Brief: From the line containing "target: cork bulletin board" down to the last line of the listing, quote everything word for word, and nothing else, keeping pictures out.

[Start Entries]

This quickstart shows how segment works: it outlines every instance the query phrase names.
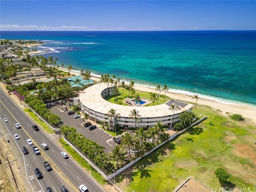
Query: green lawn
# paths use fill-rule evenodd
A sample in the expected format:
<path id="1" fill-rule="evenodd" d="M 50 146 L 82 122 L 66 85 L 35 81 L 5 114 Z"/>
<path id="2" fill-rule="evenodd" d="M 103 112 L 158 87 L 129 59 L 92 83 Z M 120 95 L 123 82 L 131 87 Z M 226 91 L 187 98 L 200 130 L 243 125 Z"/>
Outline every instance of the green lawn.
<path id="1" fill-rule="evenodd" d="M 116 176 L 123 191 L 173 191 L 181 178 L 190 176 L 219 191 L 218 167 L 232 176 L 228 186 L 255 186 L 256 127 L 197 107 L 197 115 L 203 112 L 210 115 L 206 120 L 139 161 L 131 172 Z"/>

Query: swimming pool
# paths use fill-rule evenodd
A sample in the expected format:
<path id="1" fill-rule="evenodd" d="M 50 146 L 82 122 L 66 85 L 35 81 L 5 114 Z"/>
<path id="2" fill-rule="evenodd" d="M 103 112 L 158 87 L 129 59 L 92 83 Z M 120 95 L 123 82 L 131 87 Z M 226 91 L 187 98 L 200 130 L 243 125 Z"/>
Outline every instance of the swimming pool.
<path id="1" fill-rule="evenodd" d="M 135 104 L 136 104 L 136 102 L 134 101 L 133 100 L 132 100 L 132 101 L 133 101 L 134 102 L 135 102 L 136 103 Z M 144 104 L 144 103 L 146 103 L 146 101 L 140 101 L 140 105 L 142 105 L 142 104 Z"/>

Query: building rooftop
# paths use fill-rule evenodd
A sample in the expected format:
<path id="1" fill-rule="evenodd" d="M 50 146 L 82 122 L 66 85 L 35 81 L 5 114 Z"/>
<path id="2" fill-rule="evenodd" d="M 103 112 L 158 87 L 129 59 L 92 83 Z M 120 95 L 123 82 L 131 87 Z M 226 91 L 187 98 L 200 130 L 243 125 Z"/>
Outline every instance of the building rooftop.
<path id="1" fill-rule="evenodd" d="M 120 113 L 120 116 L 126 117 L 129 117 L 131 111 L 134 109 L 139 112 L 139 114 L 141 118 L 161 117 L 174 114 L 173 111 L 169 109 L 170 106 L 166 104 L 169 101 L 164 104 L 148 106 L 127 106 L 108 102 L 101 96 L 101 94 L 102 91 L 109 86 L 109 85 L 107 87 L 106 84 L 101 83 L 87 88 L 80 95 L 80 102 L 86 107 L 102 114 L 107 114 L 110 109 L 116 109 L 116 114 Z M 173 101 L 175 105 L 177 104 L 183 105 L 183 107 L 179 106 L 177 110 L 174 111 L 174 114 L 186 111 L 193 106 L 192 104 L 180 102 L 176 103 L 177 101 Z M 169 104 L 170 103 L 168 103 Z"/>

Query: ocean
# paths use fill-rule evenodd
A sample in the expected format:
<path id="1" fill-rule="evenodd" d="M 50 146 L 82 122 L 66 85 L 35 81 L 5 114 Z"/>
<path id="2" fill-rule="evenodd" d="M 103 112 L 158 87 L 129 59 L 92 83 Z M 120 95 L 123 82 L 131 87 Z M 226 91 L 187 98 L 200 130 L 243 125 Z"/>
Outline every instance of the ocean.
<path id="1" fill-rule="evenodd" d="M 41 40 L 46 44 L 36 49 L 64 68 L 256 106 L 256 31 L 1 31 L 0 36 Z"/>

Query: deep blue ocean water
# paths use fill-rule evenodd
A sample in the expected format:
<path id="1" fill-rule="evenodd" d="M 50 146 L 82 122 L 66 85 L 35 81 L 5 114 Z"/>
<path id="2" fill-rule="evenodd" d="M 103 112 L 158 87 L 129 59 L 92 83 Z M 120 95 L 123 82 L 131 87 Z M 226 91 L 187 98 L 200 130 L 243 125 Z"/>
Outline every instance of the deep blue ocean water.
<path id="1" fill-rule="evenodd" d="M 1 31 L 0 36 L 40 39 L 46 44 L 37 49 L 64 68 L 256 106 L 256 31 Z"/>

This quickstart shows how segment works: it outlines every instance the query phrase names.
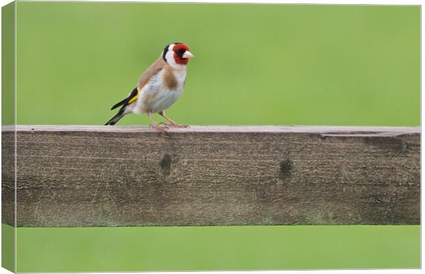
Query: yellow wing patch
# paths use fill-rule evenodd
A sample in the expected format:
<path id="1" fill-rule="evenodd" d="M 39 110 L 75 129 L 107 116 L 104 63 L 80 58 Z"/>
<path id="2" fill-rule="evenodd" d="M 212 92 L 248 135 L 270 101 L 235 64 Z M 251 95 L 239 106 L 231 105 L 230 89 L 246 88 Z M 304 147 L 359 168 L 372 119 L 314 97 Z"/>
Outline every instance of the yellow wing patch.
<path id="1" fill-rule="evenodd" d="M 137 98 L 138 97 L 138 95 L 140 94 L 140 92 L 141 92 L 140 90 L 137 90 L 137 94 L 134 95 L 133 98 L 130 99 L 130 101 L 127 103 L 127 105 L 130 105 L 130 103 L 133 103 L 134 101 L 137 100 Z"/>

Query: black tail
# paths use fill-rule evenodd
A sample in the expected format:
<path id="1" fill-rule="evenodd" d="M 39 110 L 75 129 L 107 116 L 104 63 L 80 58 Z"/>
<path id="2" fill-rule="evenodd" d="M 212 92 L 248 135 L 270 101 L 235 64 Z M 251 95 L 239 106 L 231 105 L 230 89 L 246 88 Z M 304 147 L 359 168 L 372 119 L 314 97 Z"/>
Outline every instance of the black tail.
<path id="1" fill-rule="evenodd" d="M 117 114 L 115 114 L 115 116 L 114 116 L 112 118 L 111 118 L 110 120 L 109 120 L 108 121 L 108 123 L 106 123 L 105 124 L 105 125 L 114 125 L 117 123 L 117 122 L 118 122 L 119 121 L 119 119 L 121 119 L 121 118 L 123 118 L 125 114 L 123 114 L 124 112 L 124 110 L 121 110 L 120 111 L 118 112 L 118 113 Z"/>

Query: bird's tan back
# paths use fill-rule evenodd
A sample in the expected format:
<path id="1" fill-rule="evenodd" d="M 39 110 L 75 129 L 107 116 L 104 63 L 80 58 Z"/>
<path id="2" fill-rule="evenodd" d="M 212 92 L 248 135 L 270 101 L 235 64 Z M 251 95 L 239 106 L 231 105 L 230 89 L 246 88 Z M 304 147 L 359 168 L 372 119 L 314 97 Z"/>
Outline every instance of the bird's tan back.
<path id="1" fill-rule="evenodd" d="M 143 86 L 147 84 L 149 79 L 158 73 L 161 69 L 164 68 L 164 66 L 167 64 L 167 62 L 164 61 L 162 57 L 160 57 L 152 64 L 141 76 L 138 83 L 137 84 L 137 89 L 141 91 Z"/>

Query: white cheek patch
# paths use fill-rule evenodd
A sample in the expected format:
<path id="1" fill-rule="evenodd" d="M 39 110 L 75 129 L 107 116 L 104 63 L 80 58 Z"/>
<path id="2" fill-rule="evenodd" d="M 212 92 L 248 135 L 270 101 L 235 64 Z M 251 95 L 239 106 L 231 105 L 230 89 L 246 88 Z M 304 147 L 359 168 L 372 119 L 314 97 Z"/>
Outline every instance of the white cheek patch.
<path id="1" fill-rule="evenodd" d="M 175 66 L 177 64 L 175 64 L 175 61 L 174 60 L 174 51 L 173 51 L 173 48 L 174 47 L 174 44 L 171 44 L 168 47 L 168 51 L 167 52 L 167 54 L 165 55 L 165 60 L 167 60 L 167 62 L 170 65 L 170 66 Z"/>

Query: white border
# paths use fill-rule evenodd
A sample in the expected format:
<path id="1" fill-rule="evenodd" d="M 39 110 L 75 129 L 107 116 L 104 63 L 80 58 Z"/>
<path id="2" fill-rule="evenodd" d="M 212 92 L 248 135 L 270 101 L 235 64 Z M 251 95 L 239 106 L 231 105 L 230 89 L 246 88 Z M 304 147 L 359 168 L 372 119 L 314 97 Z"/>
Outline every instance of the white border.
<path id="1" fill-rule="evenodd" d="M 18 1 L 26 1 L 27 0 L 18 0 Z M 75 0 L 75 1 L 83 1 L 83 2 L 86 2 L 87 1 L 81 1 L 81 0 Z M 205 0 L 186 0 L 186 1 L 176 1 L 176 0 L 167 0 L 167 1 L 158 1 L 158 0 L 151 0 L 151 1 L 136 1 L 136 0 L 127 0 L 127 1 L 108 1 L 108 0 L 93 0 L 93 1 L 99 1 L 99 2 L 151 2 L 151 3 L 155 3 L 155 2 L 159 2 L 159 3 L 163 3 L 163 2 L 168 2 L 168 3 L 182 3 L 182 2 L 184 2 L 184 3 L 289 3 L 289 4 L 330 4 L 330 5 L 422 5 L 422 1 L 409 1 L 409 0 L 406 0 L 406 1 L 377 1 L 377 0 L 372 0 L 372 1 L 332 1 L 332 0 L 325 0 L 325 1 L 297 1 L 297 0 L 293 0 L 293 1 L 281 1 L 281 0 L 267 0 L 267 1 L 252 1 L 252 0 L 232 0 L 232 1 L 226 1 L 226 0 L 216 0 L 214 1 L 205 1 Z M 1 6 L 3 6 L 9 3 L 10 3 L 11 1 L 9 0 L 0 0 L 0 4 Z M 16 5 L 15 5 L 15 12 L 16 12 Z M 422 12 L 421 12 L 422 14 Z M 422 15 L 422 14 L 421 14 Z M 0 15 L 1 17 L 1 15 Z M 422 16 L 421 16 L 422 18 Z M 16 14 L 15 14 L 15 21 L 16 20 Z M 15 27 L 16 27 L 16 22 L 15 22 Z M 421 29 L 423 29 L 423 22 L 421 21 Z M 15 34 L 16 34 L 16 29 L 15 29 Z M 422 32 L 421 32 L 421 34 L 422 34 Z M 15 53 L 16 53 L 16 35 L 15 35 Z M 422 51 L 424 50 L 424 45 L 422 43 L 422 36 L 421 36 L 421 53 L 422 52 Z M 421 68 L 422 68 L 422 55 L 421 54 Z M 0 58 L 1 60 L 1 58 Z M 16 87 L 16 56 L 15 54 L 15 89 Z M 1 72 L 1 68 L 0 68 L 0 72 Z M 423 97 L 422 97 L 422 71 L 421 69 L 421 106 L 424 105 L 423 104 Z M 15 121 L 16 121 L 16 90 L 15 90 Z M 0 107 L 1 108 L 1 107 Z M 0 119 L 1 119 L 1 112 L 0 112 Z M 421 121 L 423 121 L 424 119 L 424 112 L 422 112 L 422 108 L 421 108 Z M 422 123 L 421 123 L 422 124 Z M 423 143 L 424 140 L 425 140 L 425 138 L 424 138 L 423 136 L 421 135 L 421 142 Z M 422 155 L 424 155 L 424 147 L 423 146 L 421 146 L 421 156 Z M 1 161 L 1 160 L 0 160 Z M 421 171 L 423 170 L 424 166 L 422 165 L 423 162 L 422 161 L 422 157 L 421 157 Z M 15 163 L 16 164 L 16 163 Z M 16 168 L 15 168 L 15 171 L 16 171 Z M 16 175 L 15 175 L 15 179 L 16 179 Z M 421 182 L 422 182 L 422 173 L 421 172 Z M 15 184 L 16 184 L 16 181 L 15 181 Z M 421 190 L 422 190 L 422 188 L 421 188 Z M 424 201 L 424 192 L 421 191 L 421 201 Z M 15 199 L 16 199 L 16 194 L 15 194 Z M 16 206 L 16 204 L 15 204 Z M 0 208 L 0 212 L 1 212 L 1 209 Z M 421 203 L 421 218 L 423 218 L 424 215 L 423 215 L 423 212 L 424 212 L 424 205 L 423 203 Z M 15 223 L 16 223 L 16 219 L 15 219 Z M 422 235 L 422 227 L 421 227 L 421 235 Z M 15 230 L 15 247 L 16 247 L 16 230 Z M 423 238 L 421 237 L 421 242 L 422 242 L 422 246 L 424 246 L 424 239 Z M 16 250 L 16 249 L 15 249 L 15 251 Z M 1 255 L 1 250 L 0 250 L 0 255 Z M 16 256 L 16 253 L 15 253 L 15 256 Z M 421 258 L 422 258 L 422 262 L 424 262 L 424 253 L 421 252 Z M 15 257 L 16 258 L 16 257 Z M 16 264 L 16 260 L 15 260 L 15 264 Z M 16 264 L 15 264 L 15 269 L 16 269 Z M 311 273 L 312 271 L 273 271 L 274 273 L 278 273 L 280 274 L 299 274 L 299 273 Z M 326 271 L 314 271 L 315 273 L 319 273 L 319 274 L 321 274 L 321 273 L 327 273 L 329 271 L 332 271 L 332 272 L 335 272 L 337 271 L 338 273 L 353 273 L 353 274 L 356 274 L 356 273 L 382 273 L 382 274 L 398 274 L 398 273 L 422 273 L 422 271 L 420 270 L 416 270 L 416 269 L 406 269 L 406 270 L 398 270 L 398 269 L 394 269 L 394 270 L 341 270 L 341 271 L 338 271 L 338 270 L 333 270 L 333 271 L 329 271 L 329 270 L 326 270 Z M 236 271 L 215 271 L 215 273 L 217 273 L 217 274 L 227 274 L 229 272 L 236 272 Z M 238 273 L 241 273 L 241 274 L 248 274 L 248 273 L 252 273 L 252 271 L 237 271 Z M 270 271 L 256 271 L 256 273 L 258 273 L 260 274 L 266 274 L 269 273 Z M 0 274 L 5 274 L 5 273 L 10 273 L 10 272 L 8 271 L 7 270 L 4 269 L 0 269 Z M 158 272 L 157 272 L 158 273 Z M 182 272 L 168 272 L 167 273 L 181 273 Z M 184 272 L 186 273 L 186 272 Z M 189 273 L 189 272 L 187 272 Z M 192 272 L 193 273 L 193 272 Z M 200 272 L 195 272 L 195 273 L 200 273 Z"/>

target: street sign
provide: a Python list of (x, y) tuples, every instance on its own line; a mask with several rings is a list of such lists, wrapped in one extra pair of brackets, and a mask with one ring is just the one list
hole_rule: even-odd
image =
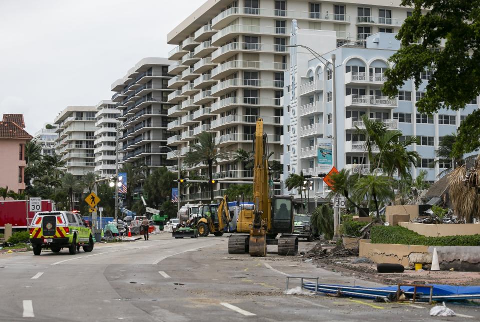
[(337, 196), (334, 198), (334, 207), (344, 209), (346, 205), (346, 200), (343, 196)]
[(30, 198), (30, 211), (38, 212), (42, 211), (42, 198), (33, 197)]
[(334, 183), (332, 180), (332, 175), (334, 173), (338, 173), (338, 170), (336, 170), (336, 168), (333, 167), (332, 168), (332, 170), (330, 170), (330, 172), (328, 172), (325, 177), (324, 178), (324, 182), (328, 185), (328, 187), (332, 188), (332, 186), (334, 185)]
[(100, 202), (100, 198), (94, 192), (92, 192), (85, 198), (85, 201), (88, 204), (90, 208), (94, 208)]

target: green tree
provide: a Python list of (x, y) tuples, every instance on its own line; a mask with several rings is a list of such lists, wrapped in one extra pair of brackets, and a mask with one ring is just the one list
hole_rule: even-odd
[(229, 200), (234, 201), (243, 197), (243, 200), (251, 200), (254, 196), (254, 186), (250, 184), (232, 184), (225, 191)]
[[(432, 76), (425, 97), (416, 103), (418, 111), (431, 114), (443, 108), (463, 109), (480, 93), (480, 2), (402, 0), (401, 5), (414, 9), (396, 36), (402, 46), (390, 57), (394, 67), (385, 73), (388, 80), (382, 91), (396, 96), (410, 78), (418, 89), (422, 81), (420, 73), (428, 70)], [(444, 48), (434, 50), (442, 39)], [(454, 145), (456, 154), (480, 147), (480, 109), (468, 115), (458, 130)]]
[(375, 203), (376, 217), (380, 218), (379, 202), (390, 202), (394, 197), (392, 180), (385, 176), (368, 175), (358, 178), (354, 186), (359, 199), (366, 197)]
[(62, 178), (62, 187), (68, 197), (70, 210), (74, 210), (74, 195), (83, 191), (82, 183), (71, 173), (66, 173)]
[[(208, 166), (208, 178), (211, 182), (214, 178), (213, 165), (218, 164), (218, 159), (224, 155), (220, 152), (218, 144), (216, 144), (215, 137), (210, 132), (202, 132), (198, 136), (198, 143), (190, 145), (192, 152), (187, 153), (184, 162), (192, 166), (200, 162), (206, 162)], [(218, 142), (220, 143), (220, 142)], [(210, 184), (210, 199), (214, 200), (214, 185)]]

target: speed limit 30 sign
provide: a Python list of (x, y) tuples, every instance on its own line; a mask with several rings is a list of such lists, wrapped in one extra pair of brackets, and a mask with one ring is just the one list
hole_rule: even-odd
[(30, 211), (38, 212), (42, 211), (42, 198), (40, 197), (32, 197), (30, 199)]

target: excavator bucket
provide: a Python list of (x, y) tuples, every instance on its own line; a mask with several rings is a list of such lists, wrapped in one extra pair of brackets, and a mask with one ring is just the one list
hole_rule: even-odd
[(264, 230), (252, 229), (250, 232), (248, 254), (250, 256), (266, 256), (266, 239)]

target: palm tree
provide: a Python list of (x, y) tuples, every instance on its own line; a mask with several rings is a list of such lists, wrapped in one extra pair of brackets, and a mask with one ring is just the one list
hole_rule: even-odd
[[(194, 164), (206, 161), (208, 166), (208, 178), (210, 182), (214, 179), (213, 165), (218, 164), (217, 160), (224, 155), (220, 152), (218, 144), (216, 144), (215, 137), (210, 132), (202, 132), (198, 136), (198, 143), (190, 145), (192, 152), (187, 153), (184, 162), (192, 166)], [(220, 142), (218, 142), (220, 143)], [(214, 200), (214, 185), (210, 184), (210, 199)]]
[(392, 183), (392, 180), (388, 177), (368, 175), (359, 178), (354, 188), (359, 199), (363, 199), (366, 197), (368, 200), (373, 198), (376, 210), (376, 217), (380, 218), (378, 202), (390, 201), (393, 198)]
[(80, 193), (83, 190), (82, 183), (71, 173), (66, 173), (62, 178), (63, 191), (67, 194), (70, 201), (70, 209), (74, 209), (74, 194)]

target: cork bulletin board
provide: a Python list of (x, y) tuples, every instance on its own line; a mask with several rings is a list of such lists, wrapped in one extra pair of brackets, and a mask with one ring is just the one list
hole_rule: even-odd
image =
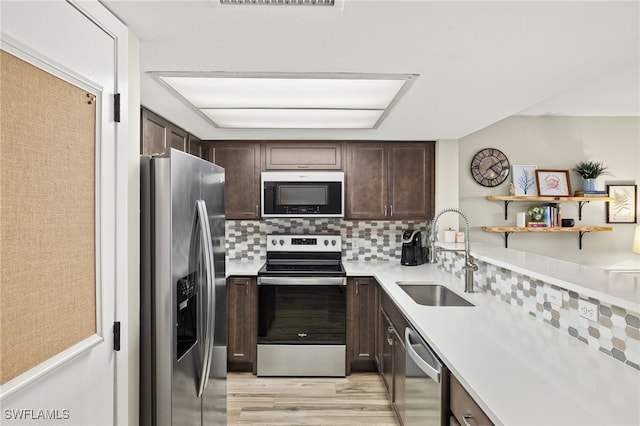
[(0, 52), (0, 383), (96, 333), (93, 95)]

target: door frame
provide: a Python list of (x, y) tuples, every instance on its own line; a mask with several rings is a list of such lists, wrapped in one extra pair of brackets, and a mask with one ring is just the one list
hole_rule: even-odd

[End Entries]

Task solution:
target: cork bulletin board
provide: a Python list of (x, y) tuples, every instance on its own line; a mask with several rings is a list of such lists, wrapped in one extra pair of brackets, and a mask with one ring is just the one list
hole_rule: even-odd
image =
[(0, 52), (0, 383), (96, 333), (93, 95)]

target: door frame
provide: a Python list of (x, y) tuples, every instance on its own line; a mask with several rings is a list of such lists, wrapped in one extra pair of brackets, and a mask with one ring is just the one list
hole_rule: even-odd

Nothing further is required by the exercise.